Transcribe exactly the line containing "Find pedestrian walking." plus every later line in the data.

....

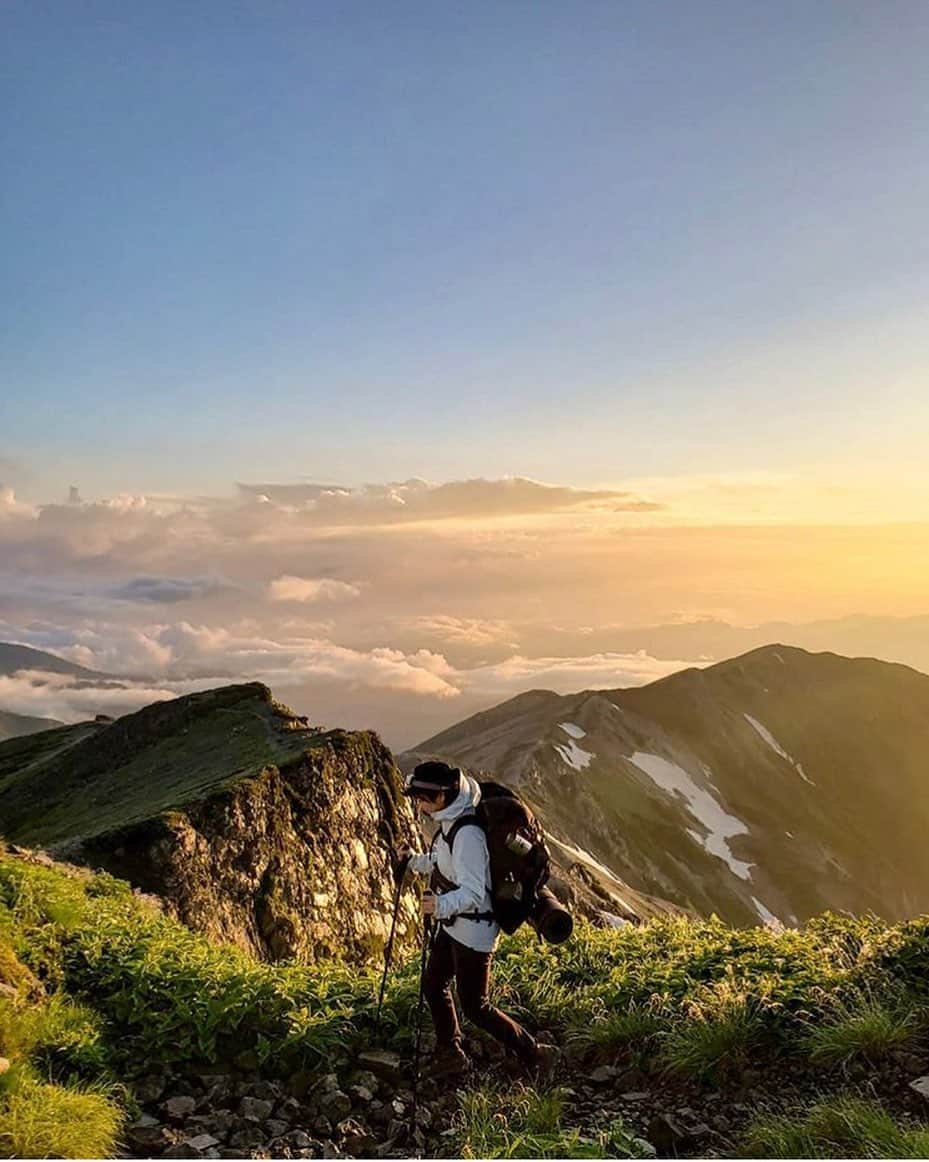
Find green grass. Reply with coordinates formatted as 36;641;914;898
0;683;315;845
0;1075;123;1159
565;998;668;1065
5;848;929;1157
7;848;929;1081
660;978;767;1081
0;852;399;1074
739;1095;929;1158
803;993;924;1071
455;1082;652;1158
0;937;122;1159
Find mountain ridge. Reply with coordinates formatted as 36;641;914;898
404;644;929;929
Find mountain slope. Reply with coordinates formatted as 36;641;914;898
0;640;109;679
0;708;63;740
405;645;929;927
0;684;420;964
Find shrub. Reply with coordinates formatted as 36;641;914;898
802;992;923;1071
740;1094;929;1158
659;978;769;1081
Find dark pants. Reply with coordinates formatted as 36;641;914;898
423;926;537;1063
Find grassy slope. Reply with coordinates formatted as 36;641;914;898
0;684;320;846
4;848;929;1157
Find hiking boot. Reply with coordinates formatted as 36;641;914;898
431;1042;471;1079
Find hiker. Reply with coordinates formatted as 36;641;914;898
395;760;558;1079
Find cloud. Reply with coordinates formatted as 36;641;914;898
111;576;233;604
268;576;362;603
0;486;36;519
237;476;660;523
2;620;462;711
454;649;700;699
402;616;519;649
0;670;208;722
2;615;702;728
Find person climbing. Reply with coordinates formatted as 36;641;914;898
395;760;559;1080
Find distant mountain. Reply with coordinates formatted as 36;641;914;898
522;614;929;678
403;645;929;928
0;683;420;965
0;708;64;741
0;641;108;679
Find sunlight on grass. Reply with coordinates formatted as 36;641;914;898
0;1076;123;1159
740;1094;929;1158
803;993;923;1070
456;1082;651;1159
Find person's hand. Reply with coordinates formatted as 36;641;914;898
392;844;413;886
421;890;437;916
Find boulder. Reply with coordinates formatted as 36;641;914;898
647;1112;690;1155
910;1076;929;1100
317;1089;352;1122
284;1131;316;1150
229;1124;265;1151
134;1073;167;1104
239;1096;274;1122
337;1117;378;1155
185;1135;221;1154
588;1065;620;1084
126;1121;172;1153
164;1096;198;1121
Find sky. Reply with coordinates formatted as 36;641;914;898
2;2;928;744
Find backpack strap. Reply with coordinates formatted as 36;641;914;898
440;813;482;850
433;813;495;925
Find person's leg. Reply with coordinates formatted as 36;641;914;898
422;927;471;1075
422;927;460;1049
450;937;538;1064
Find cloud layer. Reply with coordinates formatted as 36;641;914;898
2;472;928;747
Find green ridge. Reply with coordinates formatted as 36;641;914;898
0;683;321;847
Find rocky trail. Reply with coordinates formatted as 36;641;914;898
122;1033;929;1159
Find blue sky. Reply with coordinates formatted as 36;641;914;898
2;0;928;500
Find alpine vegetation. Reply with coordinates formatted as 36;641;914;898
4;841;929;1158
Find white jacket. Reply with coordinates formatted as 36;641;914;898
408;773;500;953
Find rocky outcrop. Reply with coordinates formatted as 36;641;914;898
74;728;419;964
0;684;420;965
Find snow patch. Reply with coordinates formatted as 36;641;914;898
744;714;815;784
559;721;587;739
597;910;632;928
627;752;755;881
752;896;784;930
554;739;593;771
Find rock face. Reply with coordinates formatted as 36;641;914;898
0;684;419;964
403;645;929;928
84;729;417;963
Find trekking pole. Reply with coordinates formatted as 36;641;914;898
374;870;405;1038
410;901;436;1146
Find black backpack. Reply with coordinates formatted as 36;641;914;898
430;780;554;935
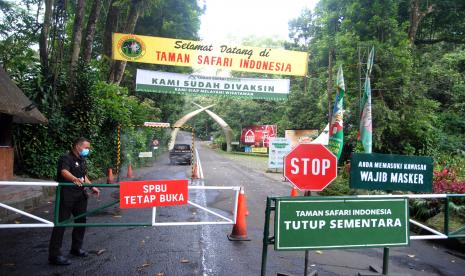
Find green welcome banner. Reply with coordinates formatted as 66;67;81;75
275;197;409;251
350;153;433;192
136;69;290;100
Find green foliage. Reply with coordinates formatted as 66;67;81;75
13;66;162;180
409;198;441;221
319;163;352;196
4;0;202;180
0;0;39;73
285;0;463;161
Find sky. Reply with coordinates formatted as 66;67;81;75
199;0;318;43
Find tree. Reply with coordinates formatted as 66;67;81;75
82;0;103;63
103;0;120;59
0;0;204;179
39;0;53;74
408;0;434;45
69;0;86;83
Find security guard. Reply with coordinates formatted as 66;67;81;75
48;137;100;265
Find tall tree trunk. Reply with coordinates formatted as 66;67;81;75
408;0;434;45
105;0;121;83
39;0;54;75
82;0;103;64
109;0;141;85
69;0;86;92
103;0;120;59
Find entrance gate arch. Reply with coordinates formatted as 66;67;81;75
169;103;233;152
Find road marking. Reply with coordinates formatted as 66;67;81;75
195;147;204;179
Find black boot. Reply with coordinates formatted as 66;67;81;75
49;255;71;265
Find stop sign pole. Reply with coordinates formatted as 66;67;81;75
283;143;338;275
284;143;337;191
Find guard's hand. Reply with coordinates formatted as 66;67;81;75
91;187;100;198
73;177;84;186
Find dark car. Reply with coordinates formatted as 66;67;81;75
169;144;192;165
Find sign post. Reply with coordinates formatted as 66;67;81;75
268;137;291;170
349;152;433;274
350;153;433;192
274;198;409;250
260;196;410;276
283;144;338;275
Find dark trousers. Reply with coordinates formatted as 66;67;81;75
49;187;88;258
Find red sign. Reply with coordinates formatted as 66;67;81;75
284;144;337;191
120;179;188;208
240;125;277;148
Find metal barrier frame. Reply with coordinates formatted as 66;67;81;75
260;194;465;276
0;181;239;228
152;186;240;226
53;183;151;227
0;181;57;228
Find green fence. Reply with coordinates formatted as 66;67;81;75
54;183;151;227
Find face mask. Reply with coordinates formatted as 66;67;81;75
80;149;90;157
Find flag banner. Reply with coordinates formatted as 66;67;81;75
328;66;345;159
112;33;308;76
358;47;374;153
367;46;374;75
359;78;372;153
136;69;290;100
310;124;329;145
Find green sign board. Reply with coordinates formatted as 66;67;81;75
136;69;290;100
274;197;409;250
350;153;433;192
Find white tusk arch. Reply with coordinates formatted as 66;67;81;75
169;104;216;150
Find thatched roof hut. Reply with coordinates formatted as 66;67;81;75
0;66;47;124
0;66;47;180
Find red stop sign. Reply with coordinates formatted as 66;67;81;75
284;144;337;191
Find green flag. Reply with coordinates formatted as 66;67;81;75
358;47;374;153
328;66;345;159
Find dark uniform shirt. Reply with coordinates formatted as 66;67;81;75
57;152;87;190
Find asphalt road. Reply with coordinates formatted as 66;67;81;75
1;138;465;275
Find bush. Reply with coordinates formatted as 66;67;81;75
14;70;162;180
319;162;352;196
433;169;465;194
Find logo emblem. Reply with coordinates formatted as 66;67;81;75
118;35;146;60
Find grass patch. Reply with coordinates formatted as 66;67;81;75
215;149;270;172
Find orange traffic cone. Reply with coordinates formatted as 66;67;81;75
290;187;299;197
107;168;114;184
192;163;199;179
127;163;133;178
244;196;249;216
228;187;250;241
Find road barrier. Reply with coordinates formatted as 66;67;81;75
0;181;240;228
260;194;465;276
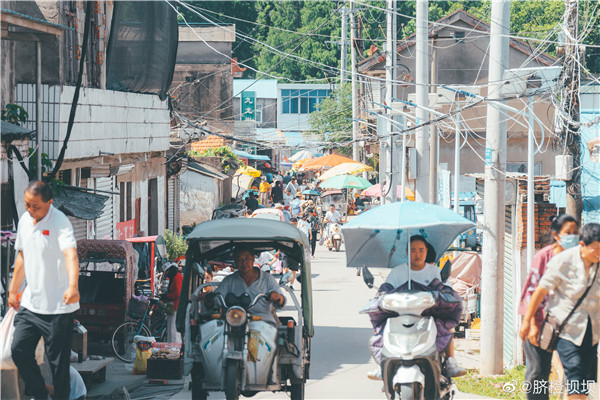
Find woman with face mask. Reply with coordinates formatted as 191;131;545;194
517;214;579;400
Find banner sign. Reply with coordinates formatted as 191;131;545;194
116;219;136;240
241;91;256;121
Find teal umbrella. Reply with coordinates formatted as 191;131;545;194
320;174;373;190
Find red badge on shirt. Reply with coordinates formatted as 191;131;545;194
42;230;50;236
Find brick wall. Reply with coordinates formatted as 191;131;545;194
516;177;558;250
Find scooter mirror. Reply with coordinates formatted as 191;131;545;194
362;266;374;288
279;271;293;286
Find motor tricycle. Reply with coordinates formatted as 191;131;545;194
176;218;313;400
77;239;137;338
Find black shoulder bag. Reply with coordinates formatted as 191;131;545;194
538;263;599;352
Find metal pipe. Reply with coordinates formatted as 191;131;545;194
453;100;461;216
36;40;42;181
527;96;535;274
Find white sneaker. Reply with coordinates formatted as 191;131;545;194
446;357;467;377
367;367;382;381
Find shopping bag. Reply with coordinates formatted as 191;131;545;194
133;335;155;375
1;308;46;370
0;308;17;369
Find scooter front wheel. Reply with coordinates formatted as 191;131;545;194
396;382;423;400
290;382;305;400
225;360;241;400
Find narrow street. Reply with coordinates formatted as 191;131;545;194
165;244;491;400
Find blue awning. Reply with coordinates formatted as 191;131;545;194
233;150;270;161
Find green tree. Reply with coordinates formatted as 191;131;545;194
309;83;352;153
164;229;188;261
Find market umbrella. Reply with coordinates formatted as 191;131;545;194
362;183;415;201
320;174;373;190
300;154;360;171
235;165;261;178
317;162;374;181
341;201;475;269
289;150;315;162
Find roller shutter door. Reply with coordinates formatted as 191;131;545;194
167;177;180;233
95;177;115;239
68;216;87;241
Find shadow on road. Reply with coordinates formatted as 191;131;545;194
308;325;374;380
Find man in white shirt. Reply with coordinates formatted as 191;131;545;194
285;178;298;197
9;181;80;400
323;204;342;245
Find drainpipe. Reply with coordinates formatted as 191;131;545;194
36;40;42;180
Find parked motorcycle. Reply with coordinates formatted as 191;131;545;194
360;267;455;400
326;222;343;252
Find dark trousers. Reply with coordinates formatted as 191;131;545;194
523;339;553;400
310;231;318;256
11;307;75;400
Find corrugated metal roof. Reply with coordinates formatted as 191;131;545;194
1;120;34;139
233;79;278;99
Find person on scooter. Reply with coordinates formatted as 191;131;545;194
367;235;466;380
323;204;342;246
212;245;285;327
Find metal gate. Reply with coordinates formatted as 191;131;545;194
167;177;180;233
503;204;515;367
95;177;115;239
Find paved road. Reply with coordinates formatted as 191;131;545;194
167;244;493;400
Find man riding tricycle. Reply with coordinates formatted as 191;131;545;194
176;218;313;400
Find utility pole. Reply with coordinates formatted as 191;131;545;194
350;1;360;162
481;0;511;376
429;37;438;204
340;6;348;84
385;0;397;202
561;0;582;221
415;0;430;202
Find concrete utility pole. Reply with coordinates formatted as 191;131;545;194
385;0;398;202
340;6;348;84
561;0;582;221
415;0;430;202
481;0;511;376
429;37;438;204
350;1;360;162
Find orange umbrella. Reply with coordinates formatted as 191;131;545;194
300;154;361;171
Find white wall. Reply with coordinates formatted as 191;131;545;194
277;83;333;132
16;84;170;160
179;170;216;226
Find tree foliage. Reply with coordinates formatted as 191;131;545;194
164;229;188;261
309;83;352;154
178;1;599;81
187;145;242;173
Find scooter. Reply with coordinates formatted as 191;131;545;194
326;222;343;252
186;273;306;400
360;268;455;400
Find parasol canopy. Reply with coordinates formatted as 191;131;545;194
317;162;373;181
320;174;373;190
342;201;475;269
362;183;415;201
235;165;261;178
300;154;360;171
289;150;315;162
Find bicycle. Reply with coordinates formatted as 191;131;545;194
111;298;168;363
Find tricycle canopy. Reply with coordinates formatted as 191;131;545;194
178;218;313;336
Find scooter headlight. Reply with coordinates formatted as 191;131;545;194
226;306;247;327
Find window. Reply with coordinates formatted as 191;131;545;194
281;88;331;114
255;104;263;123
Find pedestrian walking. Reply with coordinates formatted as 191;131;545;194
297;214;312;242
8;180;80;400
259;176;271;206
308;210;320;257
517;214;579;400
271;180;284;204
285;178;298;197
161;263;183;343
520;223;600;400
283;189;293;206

....

**Exercise response**
Find pedestrian walking. Reply with coordinates formatted as 191;131;545;194
297;214;312;242
8;180;80;400
259;176;271;206
308;210;320;257
517;214;579;400
271;180;284;204
285;178;298;197
161;263;183;343
520;223;600;400
283;189;293;206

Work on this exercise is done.